→ **Task**
Convert the records below into a Markdown table with the columns Row and Record line. Put each line in its own numbered row, and leave out any blank lines.

begin

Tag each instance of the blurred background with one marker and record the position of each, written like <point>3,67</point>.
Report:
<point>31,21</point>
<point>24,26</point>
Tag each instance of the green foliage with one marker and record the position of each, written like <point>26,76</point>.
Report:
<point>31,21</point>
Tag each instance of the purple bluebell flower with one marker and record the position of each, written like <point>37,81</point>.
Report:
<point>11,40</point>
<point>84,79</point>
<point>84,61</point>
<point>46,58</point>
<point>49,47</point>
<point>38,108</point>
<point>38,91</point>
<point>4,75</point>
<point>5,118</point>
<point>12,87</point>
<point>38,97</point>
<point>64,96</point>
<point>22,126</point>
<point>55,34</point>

end

→ **Response for this exercise**
| Row | Record line |
|---|---|
| 1 | Tag each instance of the blurred background with one marker and record the position of each, written like <point>3,67</point>. |
| 2 | Report: |
| 3 | <point>31,21</point> |
| 4 | <point>24,26</point> |
| 5 | Tag each instance of the green foliage with one marker and record the position of each, written like <point>26,76</point>. |
| 6 | Report: |
| 7 | <point>31,21</point> |
| 8 | Tag each instance of the purple bluebell flower with one marker and record the position of each, written like <point>37,81</point>. |
| 9 | Report: |
| 10 | <point>11,40</point> |
| 11 | <point>84,79</point> |
| 12 | <point>84,61</point> |
| 13 | <point>46,58</point> |
| 14 | <point>49,47</point> |
| 15 | <point>38,108</point> |
| 16 | <point>38,91</point> |
| 17 | <point>4,75</point> |
| 18 | <point>5,118</point> |
| 19 | <point>12,87</point> |
| 20 | <point>38,97</point> |
| 21 | <point>64,96</point> |
| 22 | <point>22,126</point> |
| 23 | <point>55,34</point> |